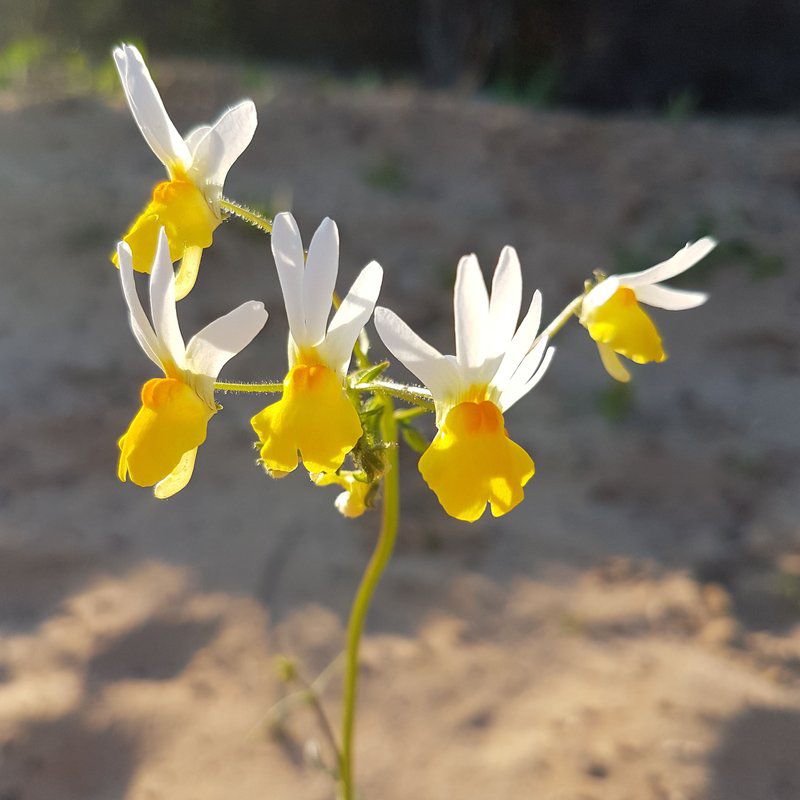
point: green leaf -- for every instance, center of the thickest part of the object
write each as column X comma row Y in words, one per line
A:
column 416, row 440
column 369, row 374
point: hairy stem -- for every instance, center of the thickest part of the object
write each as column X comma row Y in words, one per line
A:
column 571, row 309
column 366, row 590
column 247, row 214
column 249, row 388
column 413, row 395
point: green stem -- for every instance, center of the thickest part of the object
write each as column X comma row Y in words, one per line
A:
column 249, row 388
column 413, row 395
column 369, row 581
column 247, row 214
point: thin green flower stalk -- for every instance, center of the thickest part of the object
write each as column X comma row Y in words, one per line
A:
column 390, row 518
column 246, row 214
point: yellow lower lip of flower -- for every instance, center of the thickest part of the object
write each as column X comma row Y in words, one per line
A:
column 314, row 418
column 181, row 209
column 171, row 422
column 621, row 324
column 472, row 462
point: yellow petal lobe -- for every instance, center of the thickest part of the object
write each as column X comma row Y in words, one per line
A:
column 472, row 462
column 621, row 324
column 181, row 209
column 314, row 417
column 171, row 422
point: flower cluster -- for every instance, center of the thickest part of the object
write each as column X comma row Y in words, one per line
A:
column 326, row 412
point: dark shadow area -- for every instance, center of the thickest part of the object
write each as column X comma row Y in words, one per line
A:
column 758, row 757
column 34, row 585
column 156, row 651
column 67, row 759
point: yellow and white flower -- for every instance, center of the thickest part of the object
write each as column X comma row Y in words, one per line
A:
column 472, row 461
column 187, row 205
column 160, row 445
column 615, row 320
column 315, row 417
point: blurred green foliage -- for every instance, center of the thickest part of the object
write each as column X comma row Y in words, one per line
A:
column 616, row 402
column 389, row 173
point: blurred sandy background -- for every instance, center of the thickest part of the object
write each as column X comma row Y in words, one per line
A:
column 629, row 633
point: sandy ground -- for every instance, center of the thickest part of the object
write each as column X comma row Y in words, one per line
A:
column 629, row 633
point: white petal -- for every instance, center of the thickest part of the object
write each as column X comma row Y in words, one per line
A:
column 517, row 390
column 224, row 142
column 178, row 478
column 319, row 280
column 505, row 302
column 528, row 364
column 162, row 303
column 432, row 368
column 287, row 248
column 140, row 324
column 471, row 307
column 148, row 109
column 668, row 298
column 680, row 262
column 521, row 343
column 599, row 295
column 212, row 348
column 352, row 316
column 613, row 363
column 194, row 137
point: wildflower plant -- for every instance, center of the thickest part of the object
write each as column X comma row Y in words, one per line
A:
column 335, row 411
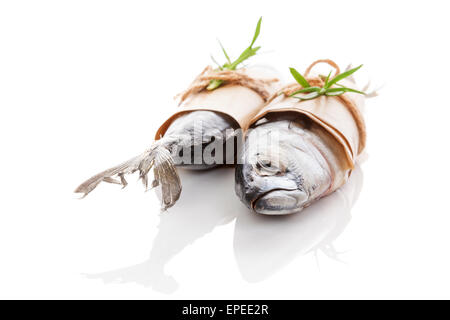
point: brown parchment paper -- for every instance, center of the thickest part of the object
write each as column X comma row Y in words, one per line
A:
column 237, row 102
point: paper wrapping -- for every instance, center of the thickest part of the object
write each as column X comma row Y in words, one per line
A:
column 239, row 103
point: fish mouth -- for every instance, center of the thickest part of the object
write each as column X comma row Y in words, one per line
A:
column 280, row 202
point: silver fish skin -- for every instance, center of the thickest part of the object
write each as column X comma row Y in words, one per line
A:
column 191, row 130
column 288, row 163
column 197, row 129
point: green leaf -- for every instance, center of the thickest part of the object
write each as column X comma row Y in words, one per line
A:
column 341, row 76
column 214, row 84
column 224, row 52
column 334, row 93
column 308, row 96
column 345, row 89
column 327, row 79
column 218, row 65
column 258, row 29
column 299, row 78
column 306, row 90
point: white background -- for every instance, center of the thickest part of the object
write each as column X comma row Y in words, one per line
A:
column 85, row 84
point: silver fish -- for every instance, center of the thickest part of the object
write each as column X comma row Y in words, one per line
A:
column 197, row 129
column 288, row 163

§ INSTRUCTIONS FOR THE TASK: Every line above should be transcribed exactly, though no image should be carried over.

§ RESULT OF THE EXERCISE:
point: green leaf -- for every instance, center of the thickest part of the object
write each as column X comma row Y in words, one per line
A:
column 416, row 440
column 369, row 374
point: hairy stem -- for every instance, center of the thickest part of the object
write each as column X comma row Y in words, one per line
A:
column 571, row 309
column 366, row 590
column 247, row 214
column 249, row 388
column 413, row 395
point: green stem -- for every instance, center of the thickest part of the object
write each as column X comma row Y in words, one per line
A:
column 249, row 388
column 413, row 395
column 369, row 581
column 247, row 214
point: thin green flower stalk -- for every instance, center of the thickest part of the object
write each as column X comma row Y in words, one per line
A:
column 390, row 518
column 246, row 214
point: yellow lower lip of flower -- for every instance, center of the thickest part of the object
write each as column X comma row Y in words, one per line
A:
column 314, row 418
column 181, row 209
column 171, row 422
column 621, row 324
column 472, row 462
point: yellow petal lobe -- for every instance, center of the thickest part of the object
write each as column X comma row Y in words, one per line
A:
column 472, row 462
column 621, row 324
column 181, row 209
column 314, row 417
column 171, row 422
point: flower cluster -- for every instance, center of the thickest part of the object
write each as column X comma row Y in words, one per line
A:
column 326, row 412
point: dark shadow area -- for every instance, center of the thickest part of the object
write each as column X comma row Y in words, one per line
A:
column 758, row 757
column 34, row 585
column 156, row 651
column 67, row 759
point: yellow and white flower -- for every instance, center of the thickest part of the object
write each as column X comma row Y in words, one per line
A:
column 472, row 461
column 187, row 205
column 160, row 445
column 615, row 320
column 315, row 417
point: blurred green foliage -- for every instance, center of the thickest part of the object
write each as column X comma row Y in words, one per line
A:
column 616, row 402
column 389, row 173
point: blurred sandy background -- for every instance, center of the thickest part of the object
write each as column X comma row Y in words, one per line
A:
column 629, row 633
point: sandy ground -- for every instance, center of the thickest part of the object
write each as column X comma row Y in words, one per line
A:
column 629, row 633
point: white petal -- for every instance, center of the thickest part of the object
write each as column X comma row Y in words, one per line
A:
column 517, row 390
column 224, row 142
column 178, row 478
column 319, row 280
column 505, row 302
column 528, row 364
column 162, row 303
column 432, row 368
column 287, row 248
column 140, row 324
column 471, row 307
column 148, row 109
column 668, row 298
column 680, row 262
column 521, row 343
column 599, row 295
column 212, row 348
column 352, row 316
column 613, row 363
column 194, row 137
point: wildflower plant -- for every instance, center of the thickest part of the object
write each as column X comma row Y in words, one per line
A:
column 335, row 411
point: brown parchment paper -- for every instance, center of the thickest part of the object
write each as column X comma row Y in words, one per line
A:
column 237, row 102
point: paper wrapping -- for every instance, center of the thickest part of the object
write each as column X comma row Y in words, one per line
A:
column 239, row 103
point: fish mouth -- for every instance, center of the thickest part of the object
write each as column X comma row Y in words, one per line
A:
column 280, row 202
point: silver fish skin -- for every instance, center of the thickest part of the object
write each as column X comma row Y in words, one per line
A:
column 191, row 130
column 288, row 163
column 197, row 129
point: green leaf -- for every instance, center of the thickest part of the object
write each as column X comma row Y in words, one per line
A:
column 341, row 76
column 214, row 84
column 224, row 52
column 334, row 93
column 308, row 96
column 345, row 89
column 327, row 79
column 218, row 65
column 258, row 29
column 299, row 78
column 306, row 90
point: white background -- for every instance, center of the thickest part of the object
write each as column X comma row Y in words, one per line
A:
column 85, row 84
point: silver fish -- for every instance, center of the thickest part of the object
write each as column X comma row Y in words, one per line
A:
column 197, row 129
column 288, row 163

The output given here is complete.